→ **Task goal**: Copy every one of the entries below word for word, leaving the pictures out of your answer.

(Object position labeling entries)
# # #

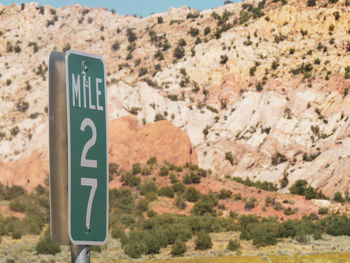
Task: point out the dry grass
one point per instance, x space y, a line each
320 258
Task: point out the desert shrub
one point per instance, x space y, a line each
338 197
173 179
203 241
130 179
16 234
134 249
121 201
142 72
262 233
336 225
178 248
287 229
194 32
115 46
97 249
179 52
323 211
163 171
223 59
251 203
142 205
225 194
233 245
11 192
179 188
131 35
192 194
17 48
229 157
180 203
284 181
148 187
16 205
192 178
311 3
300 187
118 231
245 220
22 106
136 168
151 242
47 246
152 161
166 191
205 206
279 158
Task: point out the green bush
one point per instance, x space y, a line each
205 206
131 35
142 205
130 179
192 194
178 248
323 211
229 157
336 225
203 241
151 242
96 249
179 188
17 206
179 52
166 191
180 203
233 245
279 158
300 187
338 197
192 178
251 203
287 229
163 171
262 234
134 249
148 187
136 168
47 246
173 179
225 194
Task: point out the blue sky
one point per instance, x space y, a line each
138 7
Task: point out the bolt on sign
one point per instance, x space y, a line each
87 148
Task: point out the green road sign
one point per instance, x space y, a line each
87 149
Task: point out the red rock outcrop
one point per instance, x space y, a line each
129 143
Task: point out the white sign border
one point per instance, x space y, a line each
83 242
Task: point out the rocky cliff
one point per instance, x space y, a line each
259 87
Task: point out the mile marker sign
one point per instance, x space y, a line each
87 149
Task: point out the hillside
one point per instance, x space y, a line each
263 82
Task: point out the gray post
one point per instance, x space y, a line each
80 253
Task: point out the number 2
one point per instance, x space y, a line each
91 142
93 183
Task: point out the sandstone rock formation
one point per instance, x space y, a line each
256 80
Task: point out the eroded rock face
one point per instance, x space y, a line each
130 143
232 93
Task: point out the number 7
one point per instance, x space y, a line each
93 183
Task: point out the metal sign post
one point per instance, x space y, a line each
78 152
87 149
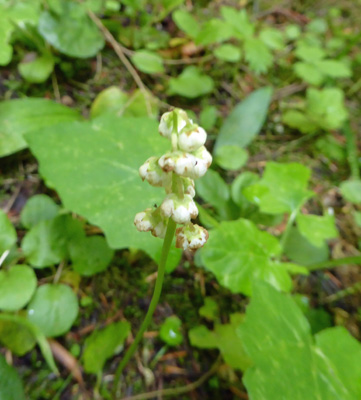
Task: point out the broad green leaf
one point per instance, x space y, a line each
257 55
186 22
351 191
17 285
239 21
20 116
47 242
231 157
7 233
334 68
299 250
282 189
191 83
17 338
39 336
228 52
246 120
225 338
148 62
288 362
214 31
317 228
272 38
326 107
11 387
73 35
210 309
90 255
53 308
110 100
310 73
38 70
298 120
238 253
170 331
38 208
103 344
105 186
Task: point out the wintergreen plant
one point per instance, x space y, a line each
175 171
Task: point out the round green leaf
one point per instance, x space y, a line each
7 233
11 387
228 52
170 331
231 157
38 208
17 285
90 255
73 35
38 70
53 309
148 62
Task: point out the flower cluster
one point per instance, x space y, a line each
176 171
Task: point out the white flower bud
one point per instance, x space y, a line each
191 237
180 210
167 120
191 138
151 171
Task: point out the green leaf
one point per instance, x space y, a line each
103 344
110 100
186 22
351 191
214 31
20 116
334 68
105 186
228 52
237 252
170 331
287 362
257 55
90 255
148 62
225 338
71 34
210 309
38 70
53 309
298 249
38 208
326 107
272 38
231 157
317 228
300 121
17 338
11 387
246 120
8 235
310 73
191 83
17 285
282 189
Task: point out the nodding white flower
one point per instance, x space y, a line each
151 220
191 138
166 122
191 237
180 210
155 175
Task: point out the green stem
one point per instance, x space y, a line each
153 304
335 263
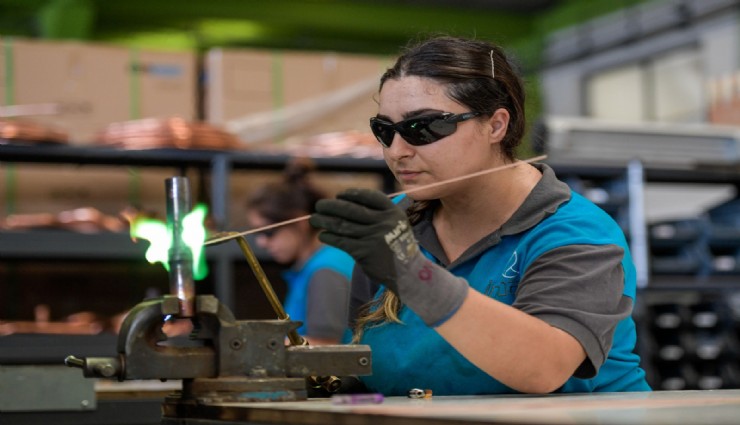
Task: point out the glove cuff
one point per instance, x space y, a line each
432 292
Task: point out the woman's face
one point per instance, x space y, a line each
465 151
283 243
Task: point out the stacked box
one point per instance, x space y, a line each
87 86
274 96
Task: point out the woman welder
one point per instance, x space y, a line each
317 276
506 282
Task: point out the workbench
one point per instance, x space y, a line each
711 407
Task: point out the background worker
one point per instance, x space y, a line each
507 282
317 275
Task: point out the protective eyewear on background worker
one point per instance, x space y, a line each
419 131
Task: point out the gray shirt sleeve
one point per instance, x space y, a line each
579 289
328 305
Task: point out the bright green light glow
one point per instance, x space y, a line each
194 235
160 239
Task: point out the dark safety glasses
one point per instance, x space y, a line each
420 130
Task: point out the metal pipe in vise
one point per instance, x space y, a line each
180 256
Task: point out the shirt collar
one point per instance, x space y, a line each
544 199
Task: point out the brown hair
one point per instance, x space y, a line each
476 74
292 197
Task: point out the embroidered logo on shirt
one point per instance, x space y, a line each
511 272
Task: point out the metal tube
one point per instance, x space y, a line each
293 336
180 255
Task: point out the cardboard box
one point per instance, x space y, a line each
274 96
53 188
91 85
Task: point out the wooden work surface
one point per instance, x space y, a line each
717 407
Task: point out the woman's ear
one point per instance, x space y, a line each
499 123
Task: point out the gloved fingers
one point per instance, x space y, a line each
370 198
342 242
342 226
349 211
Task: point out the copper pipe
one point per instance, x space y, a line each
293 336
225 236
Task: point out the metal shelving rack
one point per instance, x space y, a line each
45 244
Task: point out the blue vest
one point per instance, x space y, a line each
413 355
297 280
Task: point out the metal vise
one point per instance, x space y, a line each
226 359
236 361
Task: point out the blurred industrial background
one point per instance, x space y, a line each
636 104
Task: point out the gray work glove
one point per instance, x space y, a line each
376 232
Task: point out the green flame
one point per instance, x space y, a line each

# # #

→ **Completed task**:
Task: point out the dry grass
one point per instance, x space y, a line each
320 258
Task: point out the desert shrub
one point per instance, x space y, a line each
338 197
173 179
203 241
130 179
16 234
134 249
121 201
142 72
262 233
336 225
178 248
287 229
194 32
115 46
97 249
179 52
323 211
163 171
223 59
251 203
142 205
225 194
233 245
11 192
179 188
131 35
192 194
17 48
229 157
180 203
284 181
148 187
16 205
192 178
311 3
300 187
118 231
245 220
22 106
136 168
151 242
47 246
152 161
166 191
205 206
279 158
Task: point out the green bush
one point per instance, x space y, a line each
205 206
131 35
142 205
130 179
192 194
178 248
323 211
229 157
336 225
203 241
151 242
96 249
179 188
17 206
179 52
166 191
180 203
233 245
279 158
300 187
338 197
192 178
251 203
287 229
163 171
262 234
134 249
148 187
136 168
47 246
173 179
225 194
Task: point out the blue sky
one point per instance, x space y, a line each
138 7
Task: point out the bolt on sign
one point per instance, x space y, a line each
87 148
Task: point out the green road sign
one point per instance, x space y, a line each
87 149
Task: point out the red rock outcrop
one point per instance, x space y, a line each
129 143
Task: point out the white sign border
one point per instance, x space y, a line each
83 242
Task: point out the rocky cliff
one point per instance, x space y, a line each
259 87
Task: point out the mile marker sign
one point per instance, x space y, a line each
87 149
Task: point out the hillside
one point per instance, x space y, a line each
263 82
Task: point out the gray post
one point per instance, x space y, a line each
80 253
Task: point out the number 2
one point per instance, x space y, a line each
91 142
93 183
Task: point out the sandstone rock formation
one point per instance, x space y, a line each
256 80
Task: point out the eroded rock face
one point per instance, x space y, a line each
130 143
232 93
Task: point out the number 7
one point per instance, x space y, a line each
93 183
Task: point out the metal sign post
one point per instance, x space y, a line each
78 152
87 149
Task: point out the broad green leaf
one point per instance, x space y, a line each
257 55
186 22
351 191
17 285
239 21
20 116
47 242
231 157
7 233
334 68
299 250
282 189
191 83
17 338
39 336
228 52
246 120
225 338
148 62
288 362
214 31
317 228
272 38
326 107
11 387
73 35
210 309
90 255
53 308
110 100
310 73
38 70
298 120
238 253
170 331
38 208
103 344
105 186
Task: point out the wintergreen plant
one point per instance, x space y, a line each
175 171
Task: point out the round green leaf
one point per instance, x space y, a line each
7 233
11 387
228 52
170 331
231 157
38 208
17 285
90 255
73 35
38 70
53 309
148 62
Task: point out the flower cluster
one point per instance, x space y, a line each
176 171
Task: point out the white flower bud
one point per instance, x space y, a line each
191 237
180 210
167 120
191 138
151 171
Task: point out the green leaf
one point per instance, x space y, a line each
103 344
110 100
186 22
351 191
214 31
20 116
334 68
105 186
228 52
237 252
170 331
287 362
257 55
90 255
148 62
225 338
71 34
210 309
38 70
53 309
298 249
38 208
326 107
272 38
231 157
317 228
300 121
17 338
11 387
246 120
8 235
310 73
191 83
17 285
282 189
Task: point out the nodding white flower
one point per instance, x space y, a line each
151 220
191 138
166 122
191 237
180 210
155 175
Task: point out the green stem
one point per instance, x space y, a line each
153 304
335 263
Task: point out the glove cuff
one point per instance, x space y, a line each
432 292
Task: point out the woman's face
one point per instance, x space y, a line each
465 151
283 243
Task: point out the stacked box
one point per instance, x space y, a line each
87 86
274 96
Task: point out the woman welder
one point per instance, x space y, a line each
317 276
506 282
Task: point out the workbench
one point per instance, x space y, a line each
711 407
Task: point out the background worker
one point per instance, x space y, a line each
507 282
317 275
Task: point out the protective eyewear on background worker
one point per instance, x space y, a line each
419 131
Task: point out the gray shirt sleeve
one point per instance, x space y, a line each
579 289
328 305
Task: point out the bright green light glow
one point per instance, x space y, a line each
194 235
160 239
Task: point out the dark safety glasses
one point per instance, x space y, a line each
420 130
Task: point out the metal pipe in vise
one point per instance, x space y, a line each
180 256
Task: point out the shirt collar
one point per instance, x space y, a line each
544 199
Task: point out the brown hair
one point per instance, x space y, a line each
476 74
292 197
Task: point out the embroidered logo on shirt
one point per instance, x space y, a line each
511 272
Task: point out the metal tube
one point per instance, x space y, a line each
293 336
180 255
Task: point out the cardboard box
one point per instance, x space y, a line each
274 96
53 188
91 85
Task: point out the wooden work surface
one point per instance, x space y, a line each
717 407
Task: point out the woman's ear
one point per instance, x space y, a line each
499 123
Task: point out the gloved fingers
one point per instance, x space y, a line each
370 198
342 242
342 226
349 211
Task: point out the copper pipe
one point per instance, x space y, a line each
293 336
225 236
Task: point out the metal shelving rack
one point per instance, x space y, a line each
45 244
Task: point out the blue vest
one point per instance, x space y, a line each
413 355
297 280
Task: point out the metal vise
one point per instance, x space y, a line each
226 359
236 361
Task: point out the blurred industrial background
one point per instance, x space y, a line each
636 104
Task: point out the gray work glove
one point per instance, x space y, a line each
376 232
Task: point out the green flame
one point per instance, x space y, a line each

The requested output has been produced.